**Okuma metni**
★ ★ ★ ★ ★

ATATÜRK MASON MU?

ATATÜRK MASON MU?


Atatürk Mason mu? Bu soruya Van Eski Milletvekili İbrahim Arvas’ın anılarında cevap arayalım:


İbrahim Arvas anlatıyor:

Atatürk’ün sevmediği iki tür: Dönmeler ve Masonlar 


Mustafa Kemal Paşa’nın sevmediği iki tür vardı. Birincisi dönmeler, ikincisi de masonlardı.


Hatıratım sona yaklaşırken, memleketimizde locaları bulunan masonlardan da biraz bahsetmek isterim… Masonların İstanbul, İzmir, Adana ve Ankara’da bir çok locaları vardır. Mustafa Kemal Paşa’nın sevmediği iki zümre vardı. Birincisi dönmeler, ikincisi de masonlardı. 

Atatürk, bir gün eski Adalet Bakanı Mahmut Esat Bozkurt’u çağırdı. Kendisine masonların taksimat, teşkilat ve durumunu bildirir bir kitap verdi. “Bunu güzelce mutülaa et, bir takrirle Halk Partisi Gurup Başkanlığına ver. Gurupta bunlara şiddetli bir hücum yap ve Gurupça kapanmasına delâlet et. Senin de bu işte büyük şeref payın olacaktır” dedi.

Masonluk da kökü dışarıda bir Yahudi tarikatından başka bir şey değildir


Gurup günü Mahmut Esat Bozkurt, başkanlık makamına bir takrir verdi ve takririn okunmasını reisten rica etti. Kâtip takriri okudu. Gurup dinledi. Hülâsası şöyle idi. “Bizim atalarımızın mensubu bulunduğu tarikatları kapattık. Masonluk da kökü dışarda bir yahudi tarikatından başka bir şey değildir. Memleketimizde bunun ne işi vardır. Bunu da gurup kararı kapatalım.”

Meclisteki masonları bir telaştır aldı


Ve Mahmut Esat Bey söz istedi. Kürsüye gelerek, takririni gayet veciz olarak izah etti. Meclisteki masonları bir telaştır aldı. Hele sözcüleri Şükrü Kaya’yı görseydiniz, başından süt dökülmüş kediye benziyordu. Meşhur hatip Mahmut Esat Bey’e laf yetiştirebilir mi idi Şükrü Kaya?

★ ★ ★ ★ ★

**Görevin amacı**
Atatürk ve masonlar üzerine olan metni son cümlesinden sonra sürdürün. Bu iş için listeye ihtiyacınız yok.

[Bir koleksiyondan saklanmış öğeler]
★ ★ ★ ★ ★

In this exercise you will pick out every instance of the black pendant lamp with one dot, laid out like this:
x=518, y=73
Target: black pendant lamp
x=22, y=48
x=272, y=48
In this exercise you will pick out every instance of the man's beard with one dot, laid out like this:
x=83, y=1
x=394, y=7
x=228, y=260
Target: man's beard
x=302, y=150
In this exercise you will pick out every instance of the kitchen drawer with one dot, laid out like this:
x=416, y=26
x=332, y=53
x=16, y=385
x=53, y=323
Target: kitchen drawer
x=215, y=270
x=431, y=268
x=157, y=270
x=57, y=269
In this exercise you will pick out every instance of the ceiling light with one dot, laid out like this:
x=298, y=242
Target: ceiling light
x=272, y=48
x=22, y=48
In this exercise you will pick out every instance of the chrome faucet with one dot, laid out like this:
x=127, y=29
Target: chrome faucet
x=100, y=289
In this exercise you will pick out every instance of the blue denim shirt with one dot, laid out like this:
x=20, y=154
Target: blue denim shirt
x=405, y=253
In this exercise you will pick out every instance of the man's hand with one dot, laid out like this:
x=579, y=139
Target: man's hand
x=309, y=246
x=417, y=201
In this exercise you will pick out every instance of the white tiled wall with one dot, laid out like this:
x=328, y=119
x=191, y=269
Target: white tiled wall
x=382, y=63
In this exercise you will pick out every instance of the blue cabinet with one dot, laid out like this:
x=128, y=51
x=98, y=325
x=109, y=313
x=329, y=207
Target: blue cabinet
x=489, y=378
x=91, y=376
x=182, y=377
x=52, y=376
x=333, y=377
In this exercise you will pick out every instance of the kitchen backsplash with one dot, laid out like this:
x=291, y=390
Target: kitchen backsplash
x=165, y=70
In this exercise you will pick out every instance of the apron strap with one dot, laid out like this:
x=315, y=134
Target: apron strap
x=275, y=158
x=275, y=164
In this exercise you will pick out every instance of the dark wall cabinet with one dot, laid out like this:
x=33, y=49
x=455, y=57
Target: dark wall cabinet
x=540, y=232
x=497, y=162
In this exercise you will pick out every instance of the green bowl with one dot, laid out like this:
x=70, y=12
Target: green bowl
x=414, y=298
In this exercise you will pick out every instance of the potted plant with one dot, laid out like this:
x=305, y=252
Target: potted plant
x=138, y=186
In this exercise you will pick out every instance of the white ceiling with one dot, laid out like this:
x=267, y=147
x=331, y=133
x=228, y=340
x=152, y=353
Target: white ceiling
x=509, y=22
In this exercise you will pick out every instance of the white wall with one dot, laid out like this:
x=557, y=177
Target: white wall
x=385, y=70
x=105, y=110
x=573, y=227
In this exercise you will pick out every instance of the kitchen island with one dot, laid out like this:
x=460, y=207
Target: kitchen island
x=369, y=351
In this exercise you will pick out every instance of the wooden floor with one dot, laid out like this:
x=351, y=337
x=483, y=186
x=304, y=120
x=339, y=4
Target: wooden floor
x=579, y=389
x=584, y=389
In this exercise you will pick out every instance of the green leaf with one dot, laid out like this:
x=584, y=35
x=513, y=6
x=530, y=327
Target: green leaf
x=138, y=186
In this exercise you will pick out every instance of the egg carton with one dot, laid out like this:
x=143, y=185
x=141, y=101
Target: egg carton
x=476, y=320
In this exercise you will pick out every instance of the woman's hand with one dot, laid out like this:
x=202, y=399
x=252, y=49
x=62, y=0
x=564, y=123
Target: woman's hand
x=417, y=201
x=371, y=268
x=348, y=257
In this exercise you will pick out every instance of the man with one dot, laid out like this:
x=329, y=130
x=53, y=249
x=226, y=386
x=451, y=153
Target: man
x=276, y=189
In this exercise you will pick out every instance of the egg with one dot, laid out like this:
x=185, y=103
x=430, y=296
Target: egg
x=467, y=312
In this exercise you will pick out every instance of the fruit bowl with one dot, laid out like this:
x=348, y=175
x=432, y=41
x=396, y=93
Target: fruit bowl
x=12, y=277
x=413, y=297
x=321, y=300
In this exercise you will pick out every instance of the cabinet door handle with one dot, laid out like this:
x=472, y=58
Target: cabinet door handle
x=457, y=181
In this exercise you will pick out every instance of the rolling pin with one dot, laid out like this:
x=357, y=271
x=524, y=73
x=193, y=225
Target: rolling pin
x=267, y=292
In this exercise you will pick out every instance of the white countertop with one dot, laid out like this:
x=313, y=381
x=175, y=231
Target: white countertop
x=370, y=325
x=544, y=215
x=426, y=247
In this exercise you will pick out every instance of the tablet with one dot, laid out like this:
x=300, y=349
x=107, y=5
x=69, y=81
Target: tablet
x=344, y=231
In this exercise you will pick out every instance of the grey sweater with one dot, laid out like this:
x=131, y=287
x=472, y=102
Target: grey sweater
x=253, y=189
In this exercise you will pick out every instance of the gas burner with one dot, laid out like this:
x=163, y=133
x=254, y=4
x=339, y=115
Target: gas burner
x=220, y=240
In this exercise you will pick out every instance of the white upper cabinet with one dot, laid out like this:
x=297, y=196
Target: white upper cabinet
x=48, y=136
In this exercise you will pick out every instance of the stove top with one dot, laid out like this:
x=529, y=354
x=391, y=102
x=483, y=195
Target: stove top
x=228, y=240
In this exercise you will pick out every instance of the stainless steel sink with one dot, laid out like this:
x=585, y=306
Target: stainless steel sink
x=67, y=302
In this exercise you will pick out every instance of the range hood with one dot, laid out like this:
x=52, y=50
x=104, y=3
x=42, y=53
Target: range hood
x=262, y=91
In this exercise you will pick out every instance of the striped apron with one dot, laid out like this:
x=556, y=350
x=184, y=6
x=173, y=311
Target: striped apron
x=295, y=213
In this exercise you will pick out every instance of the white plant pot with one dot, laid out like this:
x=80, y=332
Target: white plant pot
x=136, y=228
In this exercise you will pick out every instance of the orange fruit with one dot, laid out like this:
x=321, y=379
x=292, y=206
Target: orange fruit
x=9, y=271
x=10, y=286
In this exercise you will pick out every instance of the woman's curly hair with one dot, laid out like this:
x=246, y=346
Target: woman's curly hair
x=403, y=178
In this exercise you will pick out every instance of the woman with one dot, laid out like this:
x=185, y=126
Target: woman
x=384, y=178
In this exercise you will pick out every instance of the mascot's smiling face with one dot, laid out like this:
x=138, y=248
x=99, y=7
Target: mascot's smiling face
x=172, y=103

★ ★ ★ ★ ★

**Görev cevabı**
Kaya, “masonluğun bir hayır müessesesi olduğunu’ kürsüden söylediği zaman gurubun hemen bütün azası yüzüne haykırdılar. “Hayır eserleri nedir, birisini gösterebilir misin? Yalan söylüyorsun, in aşağı” dediler.


Mahmut Esat ise masonluk kökü dışarıda, gizli, memleket ve millet için muzır bir tarikat olduğunu, her yerde umumi reisleri yani maşrıkı azamlarının yahudi olduğunu, bir çok belgeyle ispat etti.

“Mason Iocalarını kapatalım” sesleri yükseliyordu


Şükrü Kaya, Kazım Özalp, Mazhar Germen son çareyi, Kâtibi Umumi Recep Peker’e sığınmakta buldular. Ve salonda oturan Recep Peker’in etrafını alarak, yalvarmağa başladılar. Guruptaki hava çok elektrikli idi. Heyecan son haddini bulmuş, her taraftan “kapatalım” sesleri yükseliyordu.

Arkadaşlar, bugünden itibaren bütün Iocaları kapanmıştır


O esnada Recep Peker söz istedi ve kürsüye gerilerek arkadaşlar, “çok mühim bir işin üstündeyiz, müsaade buyurun. Bu işi bir defa da devlet reisine götürelim, onun da reyini alalım. Gelecek hafta bugün tekrar huzurunuza getireceğim” dedi. Bu söz gurubun tasvibine mazhar oldu ve mesele gelecek haftaya kaldı. “Bir hafta sonra olsun; biz herhalde bütün locaları kapatırız” dediler. Ertesi hafta Recep Peker geldi ve kürsüye çıkarak şu müjdeyi verdi: “Arkadaşlar, bugünden itibaren Türkiye’de masonluk kalmamıştır ve bütün locaları kapanmıştır” dedi.

Maşrıkı azam Dr. Mim Kemal ve yanında diğer masonlar, Atatürk’e gidiyor


Salonda bir kıyamettir koptu, alkışlar, bağırmalar ve “kahrolsun Yahudi uşakları” sesleri tavanları çınlatıyordu. Şükrü Kaya ile arkadaşları ortadan sırra kadem basmışlardı. Gurup dağıldıktan sonra, Doktor Mim Kemal’i öne katarak, meclisteki masonlar toplu olarak Reisicumhur’a gitmişlerdi.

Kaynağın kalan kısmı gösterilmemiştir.